### WHAT YOU SHOULD DO
Find "Task: annotate the blue water" in the records that follow; print that line and each subsequent line through the last one, verbatim and with nothing added.

[Object position labeling entries]
══════════════════════════════

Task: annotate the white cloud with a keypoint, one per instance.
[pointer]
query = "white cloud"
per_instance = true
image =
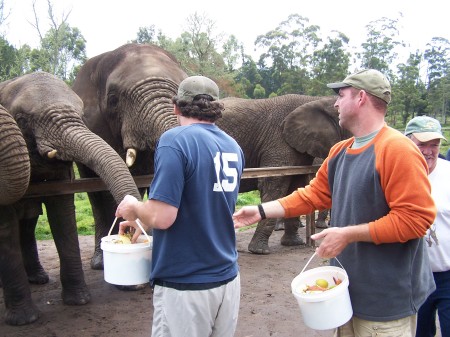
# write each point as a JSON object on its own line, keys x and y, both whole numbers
{"x": 108, "y": 24}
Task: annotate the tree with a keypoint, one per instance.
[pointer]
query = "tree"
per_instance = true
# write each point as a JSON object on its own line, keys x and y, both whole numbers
{"x": 62, "y": 49}
{"x": 409, "y": 90}
{"x": 378, "y": 52}
{"x": 438, "y": 75}
{"x": 288, "y": 49}
{"x": 329, "y": 63}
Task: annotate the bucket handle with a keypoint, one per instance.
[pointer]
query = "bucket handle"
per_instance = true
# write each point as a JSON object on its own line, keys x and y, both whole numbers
{"x": 139, "y": 223}
{"x": 313, "y": 257}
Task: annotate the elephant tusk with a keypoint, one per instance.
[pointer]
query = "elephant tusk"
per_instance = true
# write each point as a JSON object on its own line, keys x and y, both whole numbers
{"x": 52, "y": 154}
{"x": 131, "y": 157}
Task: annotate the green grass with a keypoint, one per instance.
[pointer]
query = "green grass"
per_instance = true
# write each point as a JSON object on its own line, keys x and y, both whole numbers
{"x": 85, "y": 221}
{"x": 83, "y": 216}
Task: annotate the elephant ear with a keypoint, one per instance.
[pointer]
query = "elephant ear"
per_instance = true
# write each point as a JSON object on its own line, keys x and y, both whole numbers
{"x": 313, "y": 127}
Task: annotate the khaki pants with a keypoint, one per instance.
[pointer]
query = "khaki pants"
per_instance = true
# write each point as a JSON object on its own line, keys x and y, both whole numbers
{"x": 356, "y": 327}
{"x": 196, "y": 313}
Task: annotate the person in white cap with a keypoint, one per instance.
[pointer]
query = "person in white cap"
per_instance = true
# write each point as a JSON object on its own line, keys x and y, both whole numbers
{"x": 191, "y": 200}
{"x": 426, "y": 133}
{"x": 377, "y": 187}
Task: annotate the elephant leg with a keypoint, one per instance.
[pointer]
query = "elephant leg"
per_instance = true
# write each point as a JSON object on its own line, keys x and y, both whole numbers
{"x": 321, "y": 219}
{"x": 103, "y": 208}
{"x": 279, "y": 225}
{"x": 259, "y": 243}
{"x": 290, "y": 236}
{"x": 61, "y": 217}
{"x": 20, "y": 309}
{"x": 35, "y": 271}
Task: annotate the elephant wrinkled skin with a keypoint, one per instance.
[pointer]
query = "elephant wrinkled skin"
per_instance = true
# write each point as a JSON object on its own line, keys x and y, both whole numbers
{"x": 127, "y": 95}
{"x": 14, "y": 179}
{"x": 48, "y": 113}
{"x": 288, "y": 130}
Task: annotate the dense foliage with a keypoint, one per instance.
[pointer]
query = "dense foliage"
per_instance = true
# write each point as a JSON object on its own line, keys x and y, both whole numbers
{"x": 294, "y": 58}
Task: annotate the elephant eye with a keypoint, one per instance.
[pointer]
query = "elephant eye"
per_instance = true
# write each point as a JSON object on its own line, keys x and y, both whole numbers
{"x": 113, "y": 100}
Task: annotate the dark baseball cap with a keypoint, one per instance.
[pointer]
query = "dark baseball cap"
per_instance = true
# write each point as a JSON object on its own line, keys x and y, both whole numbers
{"x": 197, "y": 85}
{"x": 370, "y": 80}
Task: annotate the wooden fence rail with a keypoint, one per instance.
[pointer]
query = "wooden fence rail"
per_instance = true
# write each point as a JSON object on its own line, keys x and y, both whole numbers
{"x": 50, "y": 188}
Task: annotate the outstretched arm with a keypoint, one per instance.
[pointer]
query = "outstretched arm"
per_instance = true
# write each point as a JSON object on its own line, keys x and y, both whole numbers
{"x": 249, "y": 215}
{"x": 152, "y": 213}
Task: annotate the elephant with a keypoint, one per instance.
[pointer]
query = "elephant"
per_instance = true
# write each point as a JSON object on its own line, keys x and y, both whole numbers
{"x": 127, "y": 95}
{"x": 127, "y": 101}
{"x": 288, "y": 130}
{"x": 48, "y": 113}
{"x": 14, "y": 181}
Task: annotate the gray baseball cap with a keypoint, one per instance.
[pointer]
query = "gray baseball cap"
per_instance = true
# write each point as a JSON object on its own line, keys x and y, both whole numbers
{"x": 370, "y": 80}
{"x": 197, "y": 85}
{"x": 424, "y": 128}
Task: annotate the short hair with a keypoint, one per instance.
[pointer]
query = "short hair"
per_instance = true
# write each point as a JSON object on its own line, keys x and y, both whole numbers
{"x": 202, "y": 107}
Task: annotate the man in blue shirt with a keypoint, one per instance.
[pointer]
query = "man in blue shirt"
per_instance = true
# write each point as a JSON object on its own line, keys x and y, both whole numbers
{"x": 190, "y": 206}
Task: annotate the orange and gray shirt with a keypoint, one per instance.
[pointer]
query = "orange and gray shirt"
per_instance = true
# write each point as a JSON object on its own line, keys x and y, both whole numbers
{"x": 384, "y": 184}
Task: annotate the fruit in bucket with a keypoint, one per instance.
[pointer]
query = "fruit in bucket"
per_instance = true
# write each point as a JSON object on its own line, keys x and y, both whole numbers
{"x": 320, "y": 285}
{"x": 123, "y": 238}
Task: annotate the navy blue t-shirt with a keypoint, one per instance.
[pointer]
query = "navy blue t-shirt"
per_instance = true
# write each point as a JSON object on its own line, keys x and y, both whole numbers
{"x": 198, "y": 170}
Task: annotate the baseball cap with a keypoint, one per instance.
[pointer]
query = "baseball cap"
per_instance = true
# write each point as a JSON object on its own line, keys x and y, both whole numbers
{"x": 370, "y": 80}
{"x": 197, "y": 85}
{"x": 424, "y": 128}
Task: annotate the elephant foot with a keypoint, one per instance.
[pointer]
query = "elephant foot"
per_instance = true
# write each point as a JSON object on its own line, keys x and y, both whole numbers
{"x": 38, "y": 276}
{"x": 321, "y": 224}
{"x": 97, "y": 260}
{"x": 258, "y": 246}
{"x": 23, "y": 315}
{"x": 76, "y": 296}
{"x": 291, "y": 239}
{"x": 133, "y": 287}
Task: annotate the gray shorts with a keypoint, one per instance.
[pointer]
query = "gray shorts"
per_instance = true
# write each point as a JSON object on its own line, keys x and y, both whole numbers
{"x": 196, "y": 313}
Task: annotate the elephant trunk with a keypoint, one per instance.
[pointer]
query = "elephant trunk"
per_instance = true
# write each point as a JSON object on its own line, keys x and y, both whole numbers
{"x": 14, "y": 160}
{"x": 87, "y": 148}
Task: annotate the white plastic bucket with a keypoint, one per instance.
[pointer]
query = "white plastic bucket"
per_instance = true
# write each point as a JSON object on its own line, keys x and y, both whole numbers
{"x": 328, "y": 309}
{"x": 127, "y": 264}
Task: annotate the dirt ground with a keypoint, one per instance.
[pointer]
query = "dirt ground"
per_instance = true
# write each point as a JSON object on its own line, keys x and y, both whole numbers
{"x": 268, "y": 307}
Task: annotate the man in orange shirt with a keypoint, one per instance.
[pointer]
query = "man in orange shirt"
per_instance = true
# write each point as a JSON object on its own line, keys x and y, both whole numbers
{"x": 377, "y": 187}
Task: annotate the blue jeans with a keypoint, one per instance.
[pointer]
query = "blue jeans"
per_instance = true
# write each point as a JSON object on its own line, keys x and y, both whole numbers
{"x": 438, "y": 301}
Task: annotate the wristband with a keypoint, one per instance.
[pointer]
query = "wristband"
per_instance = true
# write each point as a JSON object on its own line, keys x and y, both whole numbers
{"x": 261, "y": 212}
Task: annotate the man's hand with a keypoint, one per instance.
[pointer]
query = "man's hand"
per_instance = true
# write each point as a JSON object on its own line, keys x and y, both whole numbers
{"x": 246, "y": 216}
{"x": 335, "y": 239}
{"x": 126, "y": 208}
{"x": 333, "y": 243}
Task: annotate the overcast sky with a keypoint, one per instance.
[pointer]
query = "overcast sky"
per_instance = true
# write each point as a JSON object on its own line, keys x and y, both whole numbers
{"x": 107, "y": 24}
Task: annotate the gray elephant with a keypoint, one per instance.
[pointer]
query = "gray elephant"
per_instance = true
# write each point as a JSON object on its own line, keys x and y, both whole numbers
{"x": 48, "y": 113}
{"x": 14, "y": 179}
{"x": 289, "y": 130}
{"x": 127, "y": 95}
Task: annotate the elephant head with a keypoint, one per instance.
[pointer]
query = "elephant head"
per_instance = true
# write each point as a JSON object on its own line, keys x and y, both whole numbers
{"x": 127, "y": 95}
{"x": 48, "y": 113}
{"x": 130, "y": 90}
{"x": 314, "y": 127}
{"x": 14, "y": 160}
{"x": 14, "y": 180}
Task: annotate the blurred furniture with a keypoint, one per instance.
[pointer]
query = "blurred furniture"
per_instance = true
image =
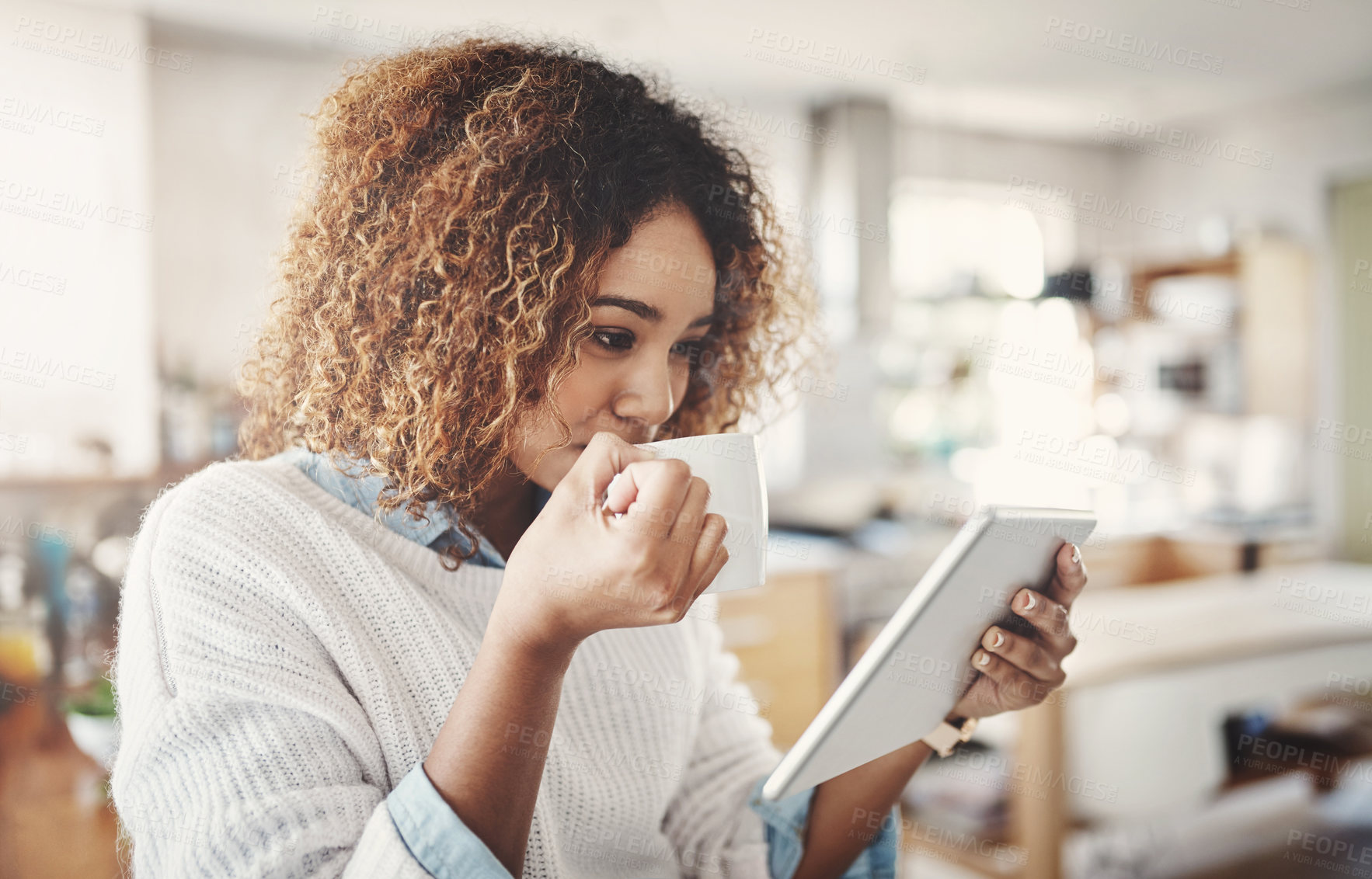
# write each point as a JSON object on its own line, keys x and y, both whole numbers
{"x": 786, "y": 635}
{"x": 55, "y": 820}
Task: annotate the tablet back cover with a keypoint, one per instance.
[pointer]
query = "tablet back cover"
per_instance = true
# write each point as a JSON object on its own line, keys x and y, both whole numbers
{"x": 920, "y": 665}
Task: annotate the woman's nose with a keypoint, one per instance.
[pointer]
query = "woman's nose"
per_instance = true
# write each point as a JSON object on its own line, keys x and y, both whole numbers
{"x": 646, "y": 398}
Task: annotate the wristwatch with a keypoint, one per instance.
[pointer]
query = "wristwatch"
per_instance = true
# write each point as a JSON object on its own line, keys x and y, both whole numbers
{"x": 947, "y": 737}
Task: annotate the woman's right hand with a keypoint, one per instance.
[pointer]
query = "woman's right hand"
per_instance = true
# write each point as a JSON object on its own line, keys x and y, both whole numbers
{"x": 580, "y": 569}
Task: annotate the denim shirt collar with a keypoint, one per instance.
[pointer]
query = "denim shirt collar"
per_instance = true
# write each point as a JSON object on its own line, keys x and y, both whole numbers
{"x": 360, "y": 490}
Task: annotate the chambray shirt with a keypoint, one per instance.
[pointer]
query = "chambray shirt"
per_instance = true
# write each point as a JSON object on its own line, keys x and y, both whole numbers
{"x": 435, "y": 836}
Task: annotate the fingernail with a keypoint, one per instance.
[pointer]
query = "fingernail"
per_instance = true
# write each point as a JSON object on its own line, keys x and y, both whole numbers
{"x": 605, "y": 502}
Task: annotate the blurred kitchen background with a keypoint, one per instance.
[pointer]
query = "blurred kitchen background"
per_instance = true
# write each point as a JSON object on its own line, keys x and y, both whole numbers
{"x": 1071, "y": 254}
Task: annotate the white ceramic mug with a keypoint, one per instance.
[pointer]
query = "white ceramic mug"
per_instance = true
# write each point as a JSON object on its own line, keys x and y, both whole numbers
{"x": 732, "y": 464}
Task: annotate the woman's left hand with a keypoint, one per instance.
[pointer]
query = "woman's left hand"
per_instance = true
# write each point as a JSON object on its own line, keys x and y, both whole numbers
{"x": 1019, "y": 671}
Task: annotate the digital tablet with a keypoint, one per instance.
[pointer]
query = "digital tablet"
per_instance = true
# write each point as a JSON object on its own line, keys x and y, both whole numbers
{"x": 920, "y": 664}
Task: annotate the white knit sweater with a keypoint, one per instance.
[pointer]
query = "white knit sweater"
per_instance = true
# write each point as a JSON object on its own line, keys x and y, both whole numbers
{"x": 284, "y": 660}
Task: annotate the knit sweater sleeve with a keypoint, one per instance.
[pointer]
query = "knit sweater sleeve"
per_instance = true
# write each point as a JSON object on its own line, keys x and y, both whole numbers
{"x": 709, "y": 819}
{"x": 242, "y": 753}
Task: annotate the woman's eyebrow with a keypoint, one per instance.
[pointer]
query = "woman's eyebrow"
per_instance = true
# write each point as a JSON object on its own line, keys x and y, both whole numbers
{"x": 644, "y": 310}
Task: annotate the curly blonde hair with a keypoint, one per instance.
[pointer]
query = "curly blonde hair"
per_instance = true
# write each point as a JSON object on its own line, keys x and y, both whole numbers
{"x": 437, "y": 275}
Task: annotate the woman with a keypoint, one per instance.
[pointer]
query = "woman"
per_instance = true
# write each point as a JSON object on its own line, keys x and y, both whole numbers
{"x": 402, "y": 634}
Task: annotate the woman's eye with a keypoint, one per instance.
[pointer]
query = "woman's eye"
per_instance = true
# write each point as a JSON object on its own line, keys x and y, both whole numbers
{"x": 689, "y": 350}
{"x": 614, "y": 340}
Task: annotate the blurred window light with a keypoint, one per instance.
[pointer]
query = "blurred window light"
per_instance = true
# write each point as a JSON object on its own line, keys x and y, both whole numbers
{"x": 958, "y": 238}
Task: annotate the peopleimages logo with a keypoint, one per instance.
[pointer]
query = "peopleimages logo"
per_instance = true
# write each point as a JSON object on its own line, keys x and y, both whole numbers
{"x": 1133, "y": 44}
{"x": 1096, "y": 203}
{"x": 1190, "y": 144}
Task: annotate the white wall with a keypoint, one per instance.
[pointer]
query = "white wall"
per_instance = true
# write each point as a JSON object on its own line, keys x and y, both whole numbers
{"x": 77, "y": 225}
{"x": 228, "y": 146}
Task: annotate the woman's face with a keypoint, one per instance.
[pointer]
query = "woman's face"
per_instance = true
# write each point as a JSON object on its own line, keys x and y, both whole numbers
{"x": 653, "y": 306}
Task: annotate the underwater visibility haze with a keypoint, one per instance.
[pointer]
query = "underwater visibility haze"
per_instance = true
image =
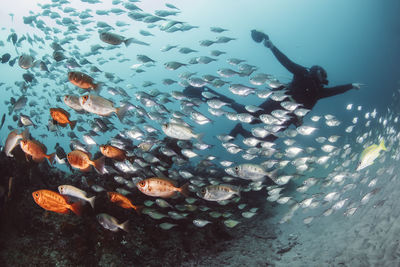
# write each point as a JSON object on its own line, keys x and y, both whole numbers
{"x": 199, "y": 133}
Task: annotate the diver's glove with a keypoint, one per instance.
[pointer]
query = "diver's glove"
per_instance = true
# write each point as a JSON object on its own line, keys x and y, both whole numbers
{"x": 357, "y": 85}
{"x": 258, "y": 36}
{"x": 268, "y": 44}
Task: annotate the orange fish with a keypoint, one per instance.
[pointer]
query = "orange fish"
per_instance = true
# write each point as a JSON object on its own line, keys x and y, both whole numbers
{"x": 113, "y": 152}
{"x": 62, "y": 117}
{"x": 122, "y": 201}
{"x": 159, "y": 187}
{"x": 53, "y": 201}
{"x": 81, "y": 160}
{"x": 83, "y": 81}
{"x": 36, "y": 150}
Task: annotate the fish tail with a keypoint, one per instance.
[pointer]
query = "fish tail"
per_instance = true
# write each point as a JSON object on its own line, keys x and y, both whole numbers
{"x": 121, "y": 111}
{"x": 98, "y": 164}
{"x": 91, "y": 201}
{"x": 127, "y": 42}
{"x": 184, "y": 189}
{"x": 51, "y": 157}
{"x": 199, "y": 137}
{"x": 125, "y": 226}
{"x": 382, "y": 145}
{"x": 76, "y": 208}
{"x": 72, "y": 124}
{"x": 238, "y": 189}
{"x": 138, "y": 209}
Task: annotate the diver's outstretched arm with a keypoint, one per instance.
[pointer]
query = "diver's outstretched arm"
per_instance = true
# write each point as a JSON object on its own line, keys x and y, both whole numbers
{"x": 327, "y": 92}
{"x": 191, "y": 91}
{"x": 294, "y": 68}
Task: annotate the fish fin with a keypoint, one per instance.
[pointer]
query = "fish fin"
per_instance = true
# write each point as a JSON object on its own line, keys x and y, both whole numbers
{"x": 97, "y": 87}
{"x": 138, "y": 209}
{"x": 72, "y": 124}
{"x": 131, "y": 159}
{"x": 36, "y": 63}
{"x": 25, "y": 134}
{"x": 125, "y": 226}
{"x": 76, "y": 208}
{"x": 98, "y": 164}
{"x": 37, "y": 160}
{"x": 51, "y": 157}
{"x": 86, "y": 169}
{"x": 199, "y": 137}
{"x": 129, "y": 41}
{"x": 121, "y": 111}
{"x": 184, "y": 189}
{"x": 91, "y": 201}
{"x": 273, "y": 175}
{"x": 382, "y": 145}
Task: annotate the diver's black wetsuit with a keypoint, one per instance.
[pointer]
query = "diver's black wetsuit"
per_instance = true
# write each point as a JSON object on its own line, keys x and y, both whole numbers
{"x": 304, "y": 89}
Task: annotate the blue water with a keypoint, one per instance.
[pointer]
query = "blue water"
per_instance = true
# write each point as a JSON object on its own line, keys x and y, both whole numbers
{"x": 355, "y": 42}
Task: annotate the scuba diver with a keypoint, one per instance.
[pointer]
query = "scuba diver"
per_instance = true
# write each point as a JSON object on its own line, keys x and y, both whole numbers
{"x": 306, "y": 88}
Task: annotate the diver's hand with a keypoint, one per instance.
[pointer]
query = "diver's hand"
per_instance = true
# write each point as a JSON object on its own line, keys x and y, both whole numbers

══════════════════════════════

### CORRECT RESULT
Task: annotate the blue water with a keypoint, one per instance.
[pointer]
query = "blue water"
per_instance = true
# write each point as a JSON object on its own line, keys x and y, both whole numbers
{"x": 355, "y": 42}
Task: annotate the scuba diver with a keypoint, one per instance.
[pointer]
query = "scuba diver"
per_instance = true
# write each point as a JSON object on its own line, keys x and y, both whole numbers
{"x": 306, "y": 88}
Task: annotate the diver's hand with a keypoint, one per instance.
[pointer]
query = "diver's hand"
per_instance = true
# write each point as a JSON object on its own line, keys x and y, both whole numbers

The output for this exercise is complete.